> [What is required]:
Which lines of the entries below include "imagine"? List them all.

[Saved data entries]
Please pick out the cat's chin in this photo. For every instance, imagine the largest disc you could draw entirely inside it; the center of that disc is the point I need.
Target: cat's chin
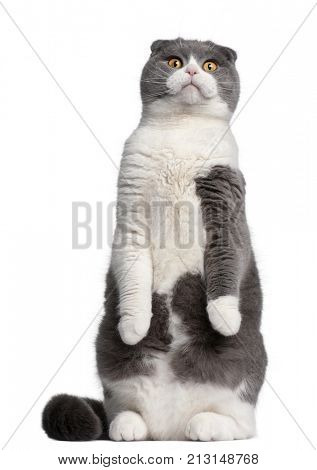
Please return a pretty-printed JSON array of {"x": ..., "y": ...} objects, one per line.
[{"x": 190, "y": 94}]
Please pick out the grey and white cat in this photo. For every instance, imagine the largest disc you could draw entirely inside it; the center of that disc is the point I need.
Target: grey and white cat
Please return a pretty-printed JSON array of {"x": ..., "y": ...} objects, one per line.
[{"x": 179, "y": 350}]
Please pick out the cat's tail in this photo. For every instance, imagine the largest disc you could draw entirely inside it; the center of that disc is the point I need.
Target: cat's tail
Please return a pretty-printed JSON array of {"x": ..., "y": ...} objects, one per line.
[{"x": 70, "y": 418}]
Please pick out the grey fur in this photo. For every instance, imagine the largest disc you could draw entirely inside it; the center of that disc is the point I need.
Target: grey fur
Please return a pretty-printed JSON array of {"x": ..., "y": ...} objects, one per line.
[
  {"x": 156, "y": 71},
  {"x": 229, "y": 269},
  {"x": 228, "y": 246},
  {"x": 117, "y": 360}
]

> [Response]:
Please pick out the cat's chin in this photo. For every instance, imagine the largest disc you could draw entirely inside it; the center of that disc is the point I need.
Please pick out the grey and white cat in this photo. For every instance, imagine the largest disc you could draw entirely inside it; the center of that disc is the point I need.
Please pick out the cat's tail in this photo. For every instance, imagine the largest disc you could draw entirely inside it; the center of that disc is the point I need.
Please pick out the grey fur in this photo. For every instance, imagine the largest disc you could draw entirely inside it; the center of that disc is the point I need.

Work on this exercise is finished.